(Stored data entries)

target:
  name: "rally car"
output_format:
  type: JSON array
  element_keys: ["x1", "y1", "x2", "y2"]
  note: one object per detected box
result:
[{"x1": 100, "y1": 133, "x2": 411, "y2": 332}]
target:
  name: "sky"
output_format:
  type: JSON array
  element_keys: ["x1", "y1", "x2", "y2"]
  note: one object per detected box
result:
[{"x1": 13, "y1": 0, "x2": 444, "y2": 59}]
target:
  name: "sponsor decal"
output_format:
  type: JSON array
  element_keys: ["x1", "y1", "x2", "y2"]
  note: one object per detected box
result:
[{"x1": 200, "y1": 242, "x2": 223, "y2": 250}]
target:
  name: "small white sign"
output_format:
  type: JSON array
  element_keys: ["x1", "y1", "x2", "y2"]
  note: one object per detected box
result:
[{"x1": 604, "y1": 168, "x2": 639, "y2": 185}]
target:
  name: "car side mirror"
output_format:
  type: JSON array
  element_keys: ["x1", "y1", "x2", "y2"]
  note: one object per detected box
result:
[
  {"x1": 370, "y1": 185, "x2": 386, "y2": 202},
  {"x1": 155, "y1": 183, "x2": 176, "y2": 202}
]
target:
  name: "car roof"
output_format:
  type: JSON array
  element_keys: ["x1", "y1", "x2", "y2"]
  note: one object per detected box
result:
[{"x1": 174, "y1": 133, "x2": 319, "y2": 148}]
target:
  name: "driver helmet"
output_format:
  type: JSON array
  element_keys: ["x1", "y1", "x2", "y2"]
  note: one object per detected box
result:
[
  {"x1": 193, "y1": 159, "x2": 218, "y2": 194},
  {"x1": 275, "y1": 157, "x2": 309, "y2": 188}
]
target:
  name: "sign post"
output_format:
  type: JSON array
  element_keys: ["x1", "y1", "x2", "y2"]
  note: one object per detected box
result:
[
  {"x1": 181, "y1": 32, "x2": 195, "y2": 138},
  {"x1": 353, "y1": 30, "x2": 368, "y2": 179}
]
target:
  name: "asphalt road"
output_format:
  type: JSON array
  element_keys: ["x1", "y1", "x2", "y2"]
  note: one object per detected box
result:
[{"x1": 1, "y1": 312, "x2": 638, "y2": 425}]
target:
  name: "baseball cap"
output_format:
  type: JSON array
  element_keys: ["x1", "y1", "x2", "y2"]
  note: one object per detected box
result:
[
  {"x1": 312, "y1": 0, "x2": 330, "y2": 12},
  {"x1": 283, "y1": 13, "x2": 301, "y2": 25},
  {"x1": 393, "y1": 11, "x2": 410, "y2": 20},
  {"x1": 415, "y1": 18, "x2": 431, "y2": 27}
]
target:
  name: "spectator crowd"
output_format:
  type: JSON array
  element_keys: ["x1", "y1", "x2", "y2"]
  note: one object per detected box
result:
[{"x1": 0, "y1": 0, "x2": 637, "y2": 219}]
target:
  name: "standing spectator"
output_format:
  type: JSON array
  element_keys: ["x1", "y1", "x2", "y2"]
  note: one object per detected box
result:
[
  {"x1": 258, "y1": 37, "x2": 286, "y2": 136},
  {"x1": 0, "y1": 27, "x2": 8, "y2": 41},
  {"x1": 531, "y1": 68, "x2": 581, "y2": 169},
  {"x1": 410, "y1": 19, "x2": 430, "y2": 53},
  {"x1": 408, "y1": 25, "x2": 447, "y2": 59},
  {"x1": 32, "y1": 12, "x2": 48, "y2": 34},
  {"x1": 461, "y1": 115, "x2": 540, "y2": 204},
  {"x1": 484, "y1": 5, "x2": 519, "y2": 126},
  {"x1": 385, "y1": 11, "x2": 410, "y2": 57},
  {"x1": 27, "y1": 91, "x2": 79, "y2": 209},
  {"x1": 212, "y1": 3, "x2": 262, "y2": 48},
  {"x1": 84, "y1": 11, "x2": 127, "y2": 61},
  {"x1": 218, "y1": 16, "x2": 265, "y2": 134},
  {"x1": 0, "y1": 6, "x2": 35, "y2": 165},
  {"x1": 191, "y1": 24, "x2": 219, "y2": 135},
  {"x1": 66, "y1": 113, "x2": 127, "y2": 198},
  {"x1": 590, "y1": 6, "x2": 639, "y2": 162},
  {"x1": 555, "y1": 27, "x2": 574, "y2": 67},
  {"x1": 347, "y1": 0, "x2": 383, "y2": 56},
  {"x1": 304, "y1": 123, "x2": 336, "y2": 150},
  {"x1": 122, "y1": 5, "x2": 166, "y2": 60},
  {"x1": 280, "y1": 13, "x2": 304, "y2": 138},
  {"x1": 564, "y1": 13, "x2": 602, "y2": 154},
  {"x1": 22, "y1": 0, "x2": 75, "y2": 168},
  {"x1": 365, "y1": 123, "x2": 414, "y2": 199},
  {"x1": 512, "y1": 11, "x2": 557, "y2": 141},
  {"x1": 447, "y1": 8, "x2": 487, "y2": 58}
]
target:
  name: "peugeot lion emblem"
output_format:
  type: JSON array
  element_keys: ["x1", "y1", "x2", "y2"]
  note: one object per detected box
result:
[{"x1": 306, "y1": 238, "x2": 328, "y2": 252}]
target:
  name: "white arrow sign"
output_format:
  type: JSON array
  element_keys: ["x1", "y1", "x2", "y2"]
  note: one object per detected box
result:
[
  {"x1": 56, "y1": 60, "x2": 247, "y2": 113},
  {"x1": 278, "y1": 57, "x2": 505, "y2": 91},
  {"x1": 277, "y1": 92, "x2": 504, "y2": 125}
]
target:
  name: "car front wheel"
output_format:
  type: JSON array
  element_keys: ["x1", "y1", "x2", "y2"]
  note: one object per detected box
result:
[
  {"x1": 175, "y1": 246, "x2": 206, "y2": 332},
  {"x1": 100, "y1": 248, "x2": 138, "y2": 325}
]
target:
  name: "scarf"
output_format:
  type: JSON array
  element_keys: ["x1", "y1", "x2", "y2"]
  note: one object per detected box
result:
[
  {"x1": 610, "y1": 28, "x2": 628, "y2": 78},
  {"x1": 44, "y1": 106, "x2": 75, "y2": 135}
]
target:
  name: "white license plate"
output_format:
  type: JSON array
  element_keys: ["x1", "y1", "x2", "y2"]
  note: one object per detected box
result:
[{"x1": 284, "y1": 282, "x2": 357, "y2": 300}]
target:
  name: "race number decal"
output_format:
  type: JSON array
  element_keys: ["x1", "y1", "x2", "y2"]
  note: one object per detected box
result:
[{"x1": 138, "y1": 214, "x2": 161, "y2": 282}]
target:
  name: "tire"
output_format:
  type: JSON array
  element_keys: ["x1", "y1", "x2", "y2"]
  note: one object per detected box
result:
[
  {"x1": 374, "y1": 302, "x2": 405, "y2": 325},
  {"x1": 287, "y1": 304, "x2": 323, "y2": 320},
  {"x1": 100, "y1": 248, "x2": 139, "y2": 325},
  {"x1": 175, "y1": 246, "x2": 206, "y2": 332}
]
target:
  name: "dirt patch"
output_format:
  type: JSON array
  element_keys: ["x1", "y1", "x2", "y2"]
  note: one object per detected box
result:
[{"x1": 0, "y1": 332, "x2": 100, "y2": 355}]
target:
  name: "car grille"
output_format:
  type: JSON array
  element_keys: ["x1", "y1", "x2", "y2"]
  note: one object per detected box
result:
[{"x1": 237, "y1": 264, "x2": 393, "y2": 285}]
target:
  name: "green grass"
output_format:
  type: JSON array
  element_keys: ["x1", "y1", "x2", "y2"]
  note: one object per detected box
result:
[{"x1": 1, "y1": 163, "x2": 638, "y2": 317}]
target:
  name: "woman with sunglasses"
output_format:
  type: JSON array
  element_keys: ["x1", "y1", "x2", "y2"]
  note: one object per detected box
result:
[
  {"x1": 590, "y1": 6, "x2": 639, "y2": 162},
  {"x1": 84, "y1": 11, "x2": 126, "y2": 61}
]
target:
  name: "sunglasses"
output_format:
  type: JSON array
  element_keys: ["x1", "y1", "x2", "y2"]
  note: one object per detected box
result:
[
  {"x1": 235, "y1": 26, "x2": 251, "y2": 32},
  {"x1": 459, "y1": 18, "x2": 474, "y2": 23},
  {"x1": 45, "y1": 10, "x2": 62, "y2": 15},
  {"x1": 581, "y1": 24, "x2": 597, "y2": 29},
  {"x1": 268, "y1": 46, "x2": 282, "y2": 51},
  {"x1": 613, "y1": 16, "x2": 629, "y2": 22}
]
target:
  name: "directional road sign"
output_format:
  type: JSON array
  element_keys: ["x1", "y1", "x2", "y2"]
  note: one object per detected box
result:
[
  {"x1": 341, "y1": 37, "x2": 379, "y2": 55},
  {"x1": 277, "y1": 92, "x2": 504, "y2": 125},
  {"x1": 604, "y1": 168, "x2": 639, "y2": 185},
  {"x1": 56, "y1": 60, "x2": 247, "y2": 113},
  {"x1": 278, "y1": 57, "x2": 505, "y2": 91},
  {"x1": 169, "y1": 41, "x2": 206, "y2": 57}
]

What needs to be done | Provide the number of lines in the entries above on which the string "road" is found, and no other text.

Solution to the exercise | 2